Today I looked for something touching to share. Scrolling through photos, cartoons, and memes on the phone and laptop, nothing felt quite right. Then this appeared on my Facebook feed:

So unassuming yet poignant, down to earth and still profound. Perfect. I sent via email and also saved the image for myself, before sharing on my own FB page. The more I read it the more it resonated. “Mostly, we don’t want to harm each other… We want…For the waitress to call us honey… We have so little of each other, now…” So I shared with a few more friends–ones who I know practice making the “fleeting temples” (whom I admire and wish to emulate) and ones for whom I wish to meet and feel deeply the “true dwelling of the holy.”

One of my friends then shared the image on her own page, and one of her friends commented on the significance of “So far from tribe and fire,” before referencing a recent gathering of exactly ‘tribe and fire.’ YES. Tribe members take turns tending the fire that keeps us warm, leads us home, holds us together, connects us. So I had this lovely and loving idea swirling around my consciousness all day.

## What is expected
Write a continuation of the piece about passing along an image from a Facebook feed, starting right after its last sentence.

## Dataset content
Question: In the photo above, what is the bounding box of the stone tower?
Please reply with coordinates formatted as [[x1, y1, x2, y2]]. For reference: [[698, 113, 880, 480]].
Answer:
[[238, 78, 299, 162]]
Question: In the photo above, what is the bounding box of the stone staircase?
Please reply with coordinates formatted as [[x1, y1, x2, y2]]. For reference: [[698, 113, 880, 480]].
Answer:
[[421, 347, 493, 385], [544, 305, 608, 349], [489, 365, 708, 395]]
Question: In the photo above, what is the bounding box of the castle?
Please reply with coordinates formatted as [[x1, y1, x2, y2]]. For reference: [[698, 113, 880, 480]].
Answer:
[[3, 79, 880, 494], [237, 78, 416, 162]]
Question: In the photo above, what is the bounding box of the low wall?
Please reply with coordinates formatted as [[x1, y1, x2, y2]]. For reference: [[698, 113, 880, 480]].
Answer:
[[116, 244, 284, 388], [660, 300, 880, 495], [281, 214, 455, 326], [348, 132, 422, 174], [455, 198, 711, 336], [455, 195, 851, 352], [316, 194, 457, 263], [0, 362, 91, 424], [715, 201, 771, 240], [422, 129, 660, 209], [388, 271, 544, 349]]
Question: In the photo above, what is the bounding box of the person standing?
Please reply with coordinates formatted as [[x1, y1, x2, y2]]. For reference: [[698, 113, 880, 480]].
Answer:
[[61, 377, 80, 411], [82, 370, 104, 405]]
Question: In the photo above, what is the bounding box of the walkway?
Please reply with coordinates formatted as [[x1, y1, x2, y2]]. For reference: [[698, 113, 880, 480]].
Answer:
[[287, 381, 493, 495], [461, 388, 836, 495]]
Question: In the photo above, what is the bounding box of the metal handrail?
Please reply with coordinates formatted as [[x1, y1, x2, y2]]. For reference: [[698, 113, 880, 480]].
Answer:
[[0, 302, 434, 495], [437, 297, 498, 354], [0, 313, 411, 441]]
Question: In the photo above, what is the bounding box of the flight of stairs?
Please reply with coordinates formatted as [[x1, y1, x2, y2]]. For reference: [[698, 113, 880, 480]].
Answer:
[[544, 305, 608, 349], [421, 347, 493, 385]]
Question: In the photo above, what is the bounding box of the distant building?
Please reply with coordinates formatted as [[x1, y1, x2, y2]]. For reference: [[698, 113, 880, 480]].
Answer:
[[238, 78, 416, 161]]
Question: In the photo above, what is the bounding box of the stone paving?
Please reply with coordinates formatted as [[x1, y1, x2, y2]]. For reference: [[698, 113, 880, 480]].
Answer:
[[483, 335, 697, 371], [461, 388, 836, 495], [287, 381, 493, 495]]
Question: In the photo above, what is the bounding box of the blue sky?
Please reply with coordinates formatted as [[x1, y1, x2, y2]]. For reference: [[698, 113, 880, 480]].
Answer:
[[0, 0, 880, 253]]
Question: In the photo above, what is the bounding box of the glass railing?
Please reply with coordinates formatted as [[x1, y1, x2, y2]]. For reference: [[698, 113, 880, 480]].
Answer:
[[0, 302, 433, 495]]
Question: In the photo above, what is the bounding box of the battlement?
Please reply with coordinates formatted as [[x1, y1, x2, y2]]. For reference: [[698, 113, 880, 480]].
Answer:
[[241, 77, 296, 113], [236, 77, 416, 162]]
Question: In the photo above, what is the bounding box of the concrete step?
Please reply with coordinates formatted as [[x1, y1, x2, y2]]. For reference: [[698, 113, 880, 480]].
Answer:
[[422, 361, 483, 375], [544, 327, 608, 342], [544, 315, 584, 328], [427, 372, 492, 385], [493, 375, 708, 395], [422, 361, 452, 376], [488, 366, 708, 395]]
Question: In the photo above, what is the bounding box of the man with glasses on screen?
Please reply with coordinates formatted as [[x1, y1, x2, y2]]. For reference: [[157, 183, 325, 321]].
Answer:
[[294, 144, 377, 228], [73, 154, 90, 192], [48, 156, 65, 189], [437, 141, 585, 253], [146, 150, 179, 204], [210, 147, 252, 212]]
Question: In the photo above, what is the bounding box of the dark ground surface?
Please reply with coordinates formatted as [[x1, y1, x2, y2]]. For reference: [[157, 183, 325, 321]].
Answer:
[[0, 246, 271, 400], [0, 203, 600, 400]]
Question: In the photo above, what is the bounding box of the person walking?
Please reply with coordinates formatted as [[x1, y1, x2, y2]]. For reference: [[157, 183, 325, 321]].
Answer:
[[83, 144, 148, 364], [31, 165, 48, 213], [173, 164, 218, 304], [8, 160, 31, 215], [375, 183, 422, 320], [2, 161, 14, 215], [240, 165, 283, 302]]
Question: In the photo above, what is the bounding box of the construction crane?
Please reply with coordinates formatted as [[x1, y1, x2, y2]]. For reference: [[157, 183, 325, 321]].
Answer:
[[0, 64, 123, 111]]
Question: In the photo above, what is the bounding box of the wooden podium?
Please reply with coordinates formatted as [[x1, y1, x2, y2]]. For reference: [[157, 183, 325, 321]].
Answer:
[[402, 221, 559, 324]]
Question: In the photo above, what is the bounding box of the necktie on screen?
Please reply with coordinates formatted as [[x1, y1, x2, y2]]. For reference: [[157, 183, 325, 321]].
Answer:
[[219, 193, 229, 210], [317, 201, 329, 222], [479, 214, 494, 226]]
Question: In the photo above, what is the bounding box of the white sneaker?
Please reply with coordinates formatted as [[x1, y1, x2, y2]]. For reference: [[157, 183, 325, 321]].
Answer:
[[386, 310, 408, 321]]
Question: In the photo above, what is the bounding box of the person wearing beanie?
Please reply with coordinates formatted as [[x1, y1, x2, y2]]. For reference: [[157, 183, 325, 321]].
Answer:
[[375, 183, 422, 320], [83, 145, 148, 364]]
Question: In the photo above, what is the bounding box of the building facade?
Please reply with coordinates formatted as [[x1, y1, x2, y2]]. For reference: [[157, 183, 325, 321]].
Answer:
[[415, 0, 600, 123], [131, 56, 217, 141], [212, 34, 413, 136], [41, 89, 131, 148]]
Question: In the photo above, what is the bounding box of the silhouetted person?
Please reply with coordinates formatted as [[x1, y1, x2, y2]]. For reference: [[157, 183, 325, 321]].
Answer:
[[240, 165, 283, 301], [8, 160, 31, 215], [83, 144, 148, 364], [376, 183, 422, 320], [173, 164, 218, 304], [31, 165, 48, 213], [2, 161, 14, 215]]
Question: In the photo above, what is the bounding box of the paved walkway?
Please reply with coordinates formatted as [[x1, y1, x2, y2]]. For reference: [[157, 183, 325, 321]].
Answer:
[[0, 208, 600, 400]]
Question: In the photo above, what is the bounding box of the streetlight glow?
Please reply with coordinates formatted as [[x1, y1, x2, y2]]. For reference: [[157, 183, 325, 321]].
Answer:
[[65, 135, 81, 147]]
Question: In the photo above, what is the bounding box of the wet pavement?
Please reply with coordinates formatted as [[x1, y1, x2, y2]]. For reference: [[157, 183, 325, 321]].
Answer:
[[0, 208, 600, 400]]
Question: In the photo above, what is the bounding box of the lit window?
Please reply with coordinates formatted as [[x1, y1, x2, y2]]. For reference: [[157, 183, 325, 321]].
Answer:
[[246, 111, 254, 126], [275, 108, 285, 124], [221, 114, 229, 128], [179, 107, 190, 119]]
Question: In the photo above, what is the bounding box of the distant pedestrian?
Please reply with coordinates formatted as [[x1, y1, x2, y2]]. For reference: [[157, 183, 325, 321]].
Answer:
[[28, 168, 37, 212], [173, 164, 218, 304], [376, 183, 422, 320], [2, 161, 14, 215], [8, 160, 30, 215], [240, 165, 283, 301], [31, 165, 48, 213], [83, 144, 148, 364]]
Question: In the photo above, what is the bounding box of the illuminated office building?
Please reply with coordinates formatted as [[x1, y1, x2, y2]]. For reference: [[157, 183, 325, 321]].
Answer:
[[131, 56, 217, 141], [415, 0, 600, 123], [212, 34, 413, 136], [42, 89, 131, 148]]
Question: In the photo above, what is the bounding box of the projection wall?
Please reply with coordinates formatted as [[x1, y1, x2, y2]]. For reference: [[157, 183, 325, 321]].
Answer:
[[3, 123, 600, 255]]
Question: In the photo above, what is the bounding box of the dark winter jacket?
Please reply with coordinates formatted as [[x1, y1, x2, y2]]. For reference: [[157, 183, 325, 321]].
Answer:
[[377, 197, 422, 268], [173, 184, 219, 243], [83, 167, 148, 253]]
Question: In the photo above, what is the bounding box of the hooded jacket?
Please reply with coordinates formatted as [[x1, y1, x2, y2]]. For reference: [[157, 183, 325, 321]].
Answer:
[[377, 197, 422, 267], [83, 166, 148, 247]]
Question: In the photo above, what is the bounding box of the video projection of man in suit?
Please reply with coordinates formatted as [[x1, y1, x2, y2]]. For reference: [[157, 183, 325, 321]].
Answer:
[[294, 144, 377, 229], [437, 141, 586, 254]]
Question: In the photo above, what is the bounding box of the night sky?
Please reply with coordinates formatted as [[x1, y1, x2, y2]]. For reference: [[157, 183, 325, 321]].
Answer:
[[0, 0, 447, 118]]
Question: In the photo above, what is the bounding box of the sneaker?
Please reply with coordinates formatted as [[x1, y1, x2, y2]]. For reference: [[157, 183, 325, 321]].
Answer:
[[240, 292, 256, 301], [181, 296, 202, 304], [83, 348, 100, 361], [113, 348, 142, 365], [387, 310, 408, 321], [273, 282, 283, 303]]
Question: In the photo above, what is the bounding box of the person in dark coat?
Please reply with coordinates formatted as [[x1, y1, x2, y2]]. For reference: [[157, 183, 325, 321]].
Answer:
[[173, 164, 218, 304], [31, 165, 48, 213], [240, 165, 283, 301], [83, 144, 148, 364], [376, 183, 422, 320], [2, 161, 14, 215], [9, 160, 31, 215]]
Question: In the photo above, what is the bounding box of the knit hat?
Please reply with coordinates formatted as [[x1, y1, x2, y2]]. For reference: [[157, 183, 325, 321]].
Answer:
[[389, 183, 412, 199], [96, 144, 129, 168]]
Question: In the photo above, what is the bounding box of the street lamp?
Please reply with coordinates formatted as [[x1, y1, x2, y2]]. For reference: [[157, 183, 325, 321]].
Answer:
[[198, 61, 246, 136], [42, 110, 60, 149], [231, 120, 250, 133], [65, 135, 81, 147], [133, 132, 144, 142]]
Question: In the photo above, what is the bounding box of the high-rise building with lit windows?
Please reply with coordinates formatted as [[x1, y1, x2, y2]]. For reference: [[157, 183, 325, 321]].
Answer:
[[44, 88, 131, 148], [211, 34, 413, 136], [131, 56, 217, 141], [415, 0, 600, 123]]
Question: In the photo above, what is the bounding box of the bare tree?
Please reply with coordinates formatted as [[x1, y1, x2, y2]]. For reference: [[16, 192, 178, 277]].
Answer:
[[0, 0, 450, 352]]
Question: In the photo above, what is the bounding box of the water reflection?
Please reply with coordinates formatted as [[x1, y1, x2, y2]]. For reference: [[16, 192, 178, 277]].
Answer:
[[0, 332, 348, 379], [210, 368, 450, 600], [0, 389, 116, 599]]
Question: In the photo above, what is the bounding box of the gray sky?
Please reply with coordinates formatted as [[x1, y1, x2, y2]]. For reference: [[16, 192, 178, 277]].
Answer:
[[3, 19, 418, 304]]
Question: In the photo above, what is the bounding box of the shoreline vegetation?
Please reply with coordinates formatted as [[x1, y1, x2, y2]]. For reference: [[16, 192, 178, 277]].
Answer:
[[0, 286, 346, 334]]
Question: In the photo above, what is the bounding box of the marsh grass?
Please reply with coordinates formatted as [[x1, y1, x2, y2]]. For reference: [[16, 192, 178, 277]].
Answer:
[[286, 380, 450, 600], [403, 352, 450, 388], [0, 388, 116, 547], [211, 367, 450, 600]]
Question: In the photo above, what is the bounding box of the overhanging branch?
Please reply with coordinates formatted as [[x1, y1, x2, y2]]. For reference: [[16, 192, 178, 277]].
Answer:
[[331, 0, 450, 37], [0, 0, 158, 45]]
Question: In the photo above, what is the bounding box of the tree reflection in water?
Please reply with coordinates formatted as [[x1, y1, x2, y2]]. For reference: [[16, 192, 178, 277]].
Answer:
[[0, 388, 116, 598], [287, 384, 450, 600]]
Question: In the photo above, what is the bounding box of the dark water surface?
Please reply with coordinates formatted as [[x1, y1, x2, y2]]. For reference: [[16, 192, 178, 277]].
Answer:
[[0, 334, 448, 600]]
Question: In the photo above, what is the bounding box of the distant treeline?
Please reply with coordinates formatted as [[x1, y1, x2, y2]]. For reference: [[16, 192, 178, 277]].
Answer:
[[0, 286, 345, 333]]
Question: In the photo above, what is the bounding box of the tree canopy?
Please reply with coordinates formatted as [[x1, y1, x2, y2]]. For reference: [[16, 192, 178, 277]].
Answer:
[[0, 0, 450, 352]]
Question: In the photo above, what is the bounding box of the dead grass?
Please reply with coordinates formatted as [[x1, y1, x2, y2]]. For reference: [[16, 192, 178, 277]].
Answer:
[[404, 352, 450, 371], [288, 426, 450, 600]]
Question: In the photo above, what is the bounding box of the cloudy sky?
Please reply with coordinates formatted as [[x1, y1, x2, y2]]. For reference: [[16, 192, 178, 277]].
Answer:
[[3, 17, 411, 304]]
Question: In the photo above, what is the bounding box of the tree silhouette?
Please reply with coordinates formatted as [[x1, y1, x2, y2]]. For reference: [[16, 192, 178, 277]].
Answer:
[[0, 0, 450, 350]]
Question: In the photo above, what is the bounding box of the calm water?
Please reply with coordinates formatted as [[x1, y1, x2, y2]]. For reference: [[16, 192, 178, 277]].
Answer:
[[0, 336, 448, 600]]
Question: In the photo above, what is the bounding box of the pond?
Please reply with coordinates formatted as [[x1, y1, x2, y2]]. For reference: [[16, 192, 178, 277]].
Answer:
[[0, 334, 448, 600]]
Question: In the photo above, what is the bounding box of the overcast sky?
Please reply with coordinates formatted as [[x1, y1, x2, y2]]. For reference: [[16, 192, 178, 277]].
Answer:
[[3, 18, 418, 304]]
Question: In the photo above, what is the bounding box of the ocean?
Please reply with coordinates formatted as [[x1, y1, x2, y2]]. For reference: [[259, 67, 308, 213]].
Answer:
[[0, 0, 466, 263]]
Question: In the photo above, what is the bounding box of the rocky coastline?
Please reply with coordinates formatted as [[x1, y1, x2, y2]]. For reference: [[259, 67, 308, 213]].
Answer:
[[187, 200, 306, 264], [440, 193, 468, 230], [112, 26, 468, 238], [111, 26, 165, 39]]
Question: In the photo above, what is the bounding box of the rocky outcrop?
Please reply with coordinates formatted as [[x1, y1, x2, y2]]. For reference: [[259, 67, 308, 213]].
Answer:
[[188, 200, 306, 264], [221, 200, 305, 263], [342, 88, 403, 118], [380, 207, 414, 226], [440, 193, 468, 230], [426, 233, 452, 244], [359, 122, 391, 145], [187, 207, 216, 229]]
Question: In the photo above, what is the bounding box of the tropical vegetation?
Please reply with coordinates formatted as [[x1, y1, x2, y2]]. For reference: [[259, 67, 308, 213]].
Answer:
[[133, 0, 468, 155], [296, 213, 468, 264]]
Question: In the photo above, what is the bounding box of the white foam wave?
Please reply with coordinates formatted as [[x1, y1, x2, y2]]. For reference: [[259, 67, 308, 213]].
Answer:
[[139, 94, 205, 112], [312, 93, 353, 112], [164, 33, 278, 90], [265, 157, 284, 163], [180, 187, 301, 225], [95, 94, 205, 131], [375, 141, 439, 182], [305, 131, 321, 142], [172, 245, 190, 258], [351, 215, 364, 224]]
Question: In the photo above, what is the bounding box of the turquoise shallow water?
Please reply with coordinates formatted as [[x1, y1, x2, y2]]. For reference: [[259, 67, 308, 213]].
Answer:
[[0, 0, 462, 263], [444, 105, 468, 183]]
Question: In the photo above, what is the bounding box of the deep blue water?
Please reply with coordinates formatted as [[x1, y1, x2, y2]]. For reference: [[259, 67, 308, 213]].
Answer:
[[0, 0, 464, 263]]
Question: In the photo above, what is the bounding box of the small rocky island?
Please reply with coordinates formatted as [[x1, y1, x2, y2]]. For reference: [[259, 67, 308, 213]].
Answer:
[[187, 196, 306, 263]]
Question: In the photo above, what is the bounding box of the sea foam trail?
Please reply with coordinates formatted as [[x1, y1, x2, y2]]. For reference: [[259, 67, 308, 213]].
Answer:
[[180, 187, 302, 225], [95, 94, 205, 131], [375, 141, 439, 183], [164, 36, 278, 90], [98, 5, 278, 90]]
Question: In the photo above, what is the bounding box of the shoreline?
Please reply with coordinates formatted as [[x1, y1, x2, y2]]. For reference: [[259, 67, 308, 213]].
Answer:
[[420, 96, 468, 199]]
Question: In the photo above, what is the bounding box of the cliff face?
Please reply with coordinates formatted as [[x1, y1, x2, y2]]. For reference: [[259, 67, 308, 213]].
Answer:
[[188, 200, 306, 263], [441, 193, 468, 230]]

## Answer space
Sarai left her eloquent comment on my last post, reinforcing that anchoring–tribe-and-firing–is a reciprocal activity, between ourselves and those we know, both intimately and apparently not at all, though in reality I am convinced that we all know one another on a cosmic level. “I like your hat.” I must call her soon and relight our shared fire. It’s been a long time, and I’m confident that the embers still glow.

Then I came across Daniel Pink’s post on the book The Good Life, which is now on my 2023 wish list. “Friends are medicine.”

Again, YES! I feel validated asking every patient, every year, about the strength and depth of their emotional support network. It’s not my job to help them cultivate it, the way I advise on ways to lower blood pressure and cholesterol. But I point it out so it’s on our radar, to reinforce the paramount importance of this aspect of whole person health.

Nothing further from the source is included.